We thought first of having our own graduate students, but then we decided that was probably not a good idea, because in order to get recognition for our degrees we would have to get teachers to teach a lot of standing courses, and pretty soon we’d be back in the university. So we decided not to do that. But we had graduate students, lots of them, and we’ve even had undergraduates from time to time, but they’re not ours, they’re other people’s….

What do we work on? Well, mostly it turns out from our founding seminar, 25 years ago, that an interesting set of subjects that might lead to a grand synthesis are those connected with simplicity and complexity, regularity and randomness. Evolution, learning, adaptation. All of these things form a kind of universe of problems that may indeed someday lead to a grand synthesis.

### Direction 1
Find each line of the records that contains the string "decide", and copy those lines.
The text and the records have nothing to do with each other.

### Data listing
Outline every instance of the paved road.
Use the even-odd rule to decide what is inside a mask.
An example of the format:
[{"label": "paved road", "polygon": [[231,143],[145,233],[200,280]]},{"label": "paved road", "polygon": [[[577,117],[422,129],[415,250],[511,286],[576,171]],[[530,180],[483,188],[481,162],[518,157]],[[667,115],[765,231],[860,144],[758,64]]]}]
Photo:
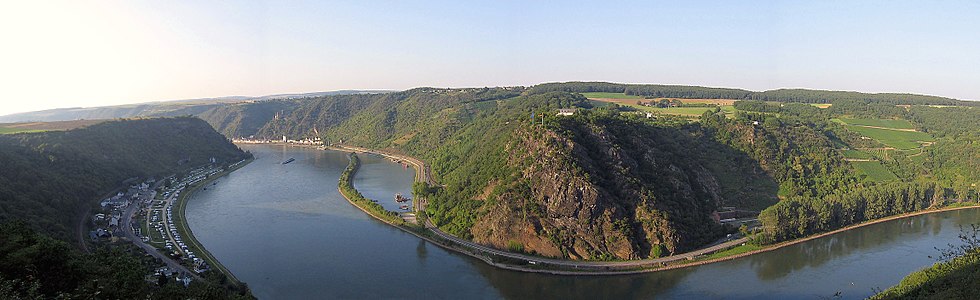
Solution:
[{"label": "paved road", "polygon": [[183,272],[184,274],[190,274],[191,276],[194,276],[194,279],[200,280],[201,277],[198,276],[196,273],[191,272],[190,269],[187,269],[187,267],[181,265],[180,262],[177,262],[173,258],[164,255],[163,253],[160,253],[160,251],[158,251],[156,247],[146,244],[145,242],[143,242],[142,239],[136,236],[136,233],[133,232],[132,223],[133,223],[133,215],[135,215],[136,212],[139,210],[137,209],[138,207],[139,207],[139,203],[130,204],[129,207],[126,208],[126,212],[123,213],[123,219],[121,222],[121,224],[125,224],[122,225],[123,236],[125,236],[130,241],[132,241],[133,244],[136,244],[136,246],[143,248],[143,250],[146,251],[146,253],[149,253],[153,257],[159,258],[161,261],[163,261],[164,264],[167,265],[167,267],[170,267],[170,270]]},{"label": "paved road", "polygon": [[[360,147],[352,147],[352,146],[339,146],[339,148],[350,150],[350,151],[374,153],[374,154],[382,155],[382,156],[385,156],[385,157],[394,158],[394,159],[398,159],[398,160],[401,160],[401,161],[408,162],[408,163],[410,163],[412,165],[415,165],[415,169],[416,170],[419,170],[418,174],[416,174],[417,175],[416,178],[415,178],[416,181],[424,181],[424,182],[428,183],[429,185],[435,185],[435,181],[432,180],[432,175],[431,175],[432,172],[429,171],[428,166],[426,166],[425,163],[422,162],[421,160],[418,160],[418,159],[416,159],[414,157],[409,157],[409,156],[404,156],[404,155],[398,155],[398,154],[393,154],[393,153],[387,153],[387,152],[383,152],[383,151],[371,150],[371,149],[360,148]],[[425,201],[424,200],[420,200],[420,203],[425,203]],[[421,211],[421,210],[424,210],[424,206],[423,205],[416,205],[416,212]],[[697,249],[697,250],[694,250],[694,251],[686,252],[686,253],[681,253],[681,254],[671,255],[671,256],[661,257],[661,258],[654,258],[654,259],[629,260],[629,261],[575,261],[575,260],[566,260],[566,259],[552,259],[552,258],[543,258],[543,257],[538,257],[538,256],[529,256],[529,255],[524,255],[524,254],[519,254],[519,253],[513,253],[513,252],[498,250],[496,248],[492,248],[492,247],[488,247],[488,246],[485,246],[485,245],[477,244],[477,243],[474,243],[472,241],[469,241],[469,240],[465,240],[465,239],[456,237],[454,235],[451,235],[449,233],[446,233],[446,232],[440,230],[439,227],[435,226],[435,224],[432,224],[432,221],[430,221],[429,219],[426,219],[425,220],[425,227],[428,228],[429,230],[432,230],[432,232],[434,232],[435,234],[439,235],[440,237],[442,237],[444,239],[453,241],[455,243],[458,243],[460,245],[463,245],[465,247],[468,247],[468,248],[470,248],[472,250],[476,250],[478,252],[482,252],[484,254],[490,254],[490,255],[496,255],[496,256],[501,256],[501,257],[507,257],[507,258],[515,259],[515,260],[524,260],[524,261],[528,261],[529,263],[531,263],[531,262],[534,262],[534,263],[544,263],[544,264],[548,264],[548,265],[568,267],[568,268],[573,268],[573,269],[575,269],[575,268],[603,269],[603,268],[613,268],[613,267],[614,268],[634,268],[634,267],[661,266],[663,264],[670,263],[670,262],[689,260],[689,259],[692,259],[692,258],[694,258],[696,256],[710,254],[710,253],[713,253],[715,251],[724,250],[724,249],[727,249],[729,247],[737,246],[739,244],[742,244],[742,243],[745,243],[745,242],[748,242],[749,241],[749,238],[743,237],[743,238],[740,238],[740,239],[735,239],[735,240],[725,241],[725,242],[721,242],[721,243],[716,243],[714,245],[711,245],[711,246],[708,246],[708,247],[705,247],[705,248],[701,248],[701,249]]]}]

### Direction 2
Write the next part of the passage about graduate students and research themes, picking up after its final sentence.

### Exercise result 1
Use the even-odd rule to decide what is inside a mask.

### Exercise result 2
The way we operate is to be completely transdisciplinary. Problems are worked on without any regard for what field they originally come from. It doesn’t matter what they started out being. That’s quite different from what happens at most universities, where you have departments and textbooks and professional societies and sections of granting agencies all dividing people up into special compartments. We didn’t have any of that. The research is done by voluntary associations of people. They come together and decide that there’s something interesting that they can all contribute to. One of them, at least, should know something about the subject. But it’s not necessary that they all do. They can contribute their own expertise and their own ways of thinking and their own models. And it seems to work very well. It’s also a delight to be there. It’s so exciting to watch these ideas bubbling up from the bottom, not being imposed from the top….

We have no objection to the existence of all the specialized departments and publications and societies and so on. Specialization in science and even in the humanities is something that’s necessary, desirable and keeps going on, with subspecialization and sub-sub-subspecialization and so forth. And it’s all good. It needs to be supplemented, by other kinds of association. And we have one example at the Santa Fe Institute.